_Written exercise_
Repeat the full listing, word for word.

★ ★ ★ ★ ★ ★ ★

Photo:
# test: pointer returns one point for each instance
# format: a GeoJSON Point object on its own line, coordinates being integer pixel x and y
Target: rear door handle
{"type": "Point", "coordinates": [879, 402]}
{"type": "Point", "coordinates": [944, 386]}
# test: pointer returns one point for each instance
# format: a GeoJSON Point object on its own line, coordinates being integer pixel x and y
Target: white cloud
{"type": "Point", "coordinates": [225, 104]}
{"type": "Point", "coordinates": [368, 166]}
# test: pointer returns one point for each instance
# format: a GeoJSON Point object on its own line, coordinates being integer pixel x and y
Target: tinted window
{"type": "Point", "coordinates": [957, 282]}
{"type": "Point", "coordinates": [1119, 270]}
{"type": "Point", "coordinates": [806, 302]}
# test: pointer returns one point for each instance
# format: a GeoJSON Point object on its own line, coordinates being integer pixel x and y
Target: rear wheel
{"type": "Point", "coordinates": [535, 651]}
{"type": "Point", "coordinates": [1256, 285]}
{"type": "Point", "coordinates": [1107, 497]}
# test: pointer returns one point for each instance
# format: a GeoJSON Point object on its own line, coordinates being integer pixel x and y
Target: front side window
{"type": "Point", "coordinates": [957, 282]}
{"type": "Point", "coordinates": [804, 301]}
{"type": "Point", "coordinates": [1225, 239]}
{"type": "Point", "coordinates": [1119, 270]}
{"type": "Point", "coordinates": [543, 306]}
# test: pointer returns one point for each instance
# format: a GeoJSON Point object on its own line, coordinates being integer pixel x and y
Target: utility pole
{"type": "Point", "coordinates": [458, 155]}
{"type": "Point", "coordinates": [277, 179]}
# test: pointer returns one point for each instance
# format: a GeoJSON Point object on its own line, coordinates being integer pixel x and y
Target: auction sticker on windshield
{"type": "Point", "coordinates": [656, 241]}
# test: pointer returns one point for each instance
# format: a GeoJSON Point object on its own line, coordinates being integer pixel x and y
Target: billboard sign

★ ★ ★ ★ ★ ★ ★

_Output for this task_
Photo:
# test: pointer returns one point for each instance
# format: a GeoJSON Point object on its own line, coordinates being integer pixel x and y
Target: rear door handle
{"type": "Point", "coordinates": [879, 402]}
{"type": "Point", "coordinates": [944, 386]}
# test: pointer returns one point for each instance
# format: a GeoJSON Point object on its own line, coordinates being integer pixel x and y
Target: white cloud
{"type": "Point", "coordinates": [225, 104]}
{"type": "Point", "coordinates": [368, 166]}
# test: pointer returns one point for each instance
# format: a GeoJSON Point object on its own line, coordinates being integer pixel x and y
Target: tinted window
{"type": "Point", "coordinates": [957, 282]}
{"type": "Point", "coordinates": [1119, 270]}
{"type": "Point", "coordinates": [806, 302]}
# test: pointer returns one point for each instance
# format: a GeoJSON Point object on its own line, coordinates being integer pixel x and y
Target: rear wheel
{"type": "Point", "coordinates": [535, 651]}
{"type": "Point", "coordinates": [1256, 285]}
{"type": "Point", "coordinates": [1107, 497]}
# test: pointer returns one point for each instance
# format: a GeoJSON Point object on its own line, coordinates being integer pixel x and y
Target: front side window
{"type": "Point", "coordinates": [957, 282]}
{"type": "Point", "coordinates": [804, 301]}
{"type": "Point", "coordinates": [1225, 239]}
{"type": "Point", "coordinates": [1119, 270]}
{"type": "Point", "coordinates": [543, 306]}
# test: pointer returns one point for each instance
# format: a GeoJSON Point object on its own line, coordinates being integer pixel x and y
Target: utility pole
{"type": "Point", "coordinates": [458, 155]}
{"type": "Point", "coordinates": [277, 179]}
# test: pointer returns one point for each instance
# format: a GeoJSON Point object on its own line, coordinates being integer pixel x and y
Target: auction sticker on windshield
{"type": "Point", "coordinates": [656, 241]}
# test: pointer returns one point for each instance
# format: a GeoJSON Point object on its own line, coordinates being integer pixel x and y
Target: billboard sign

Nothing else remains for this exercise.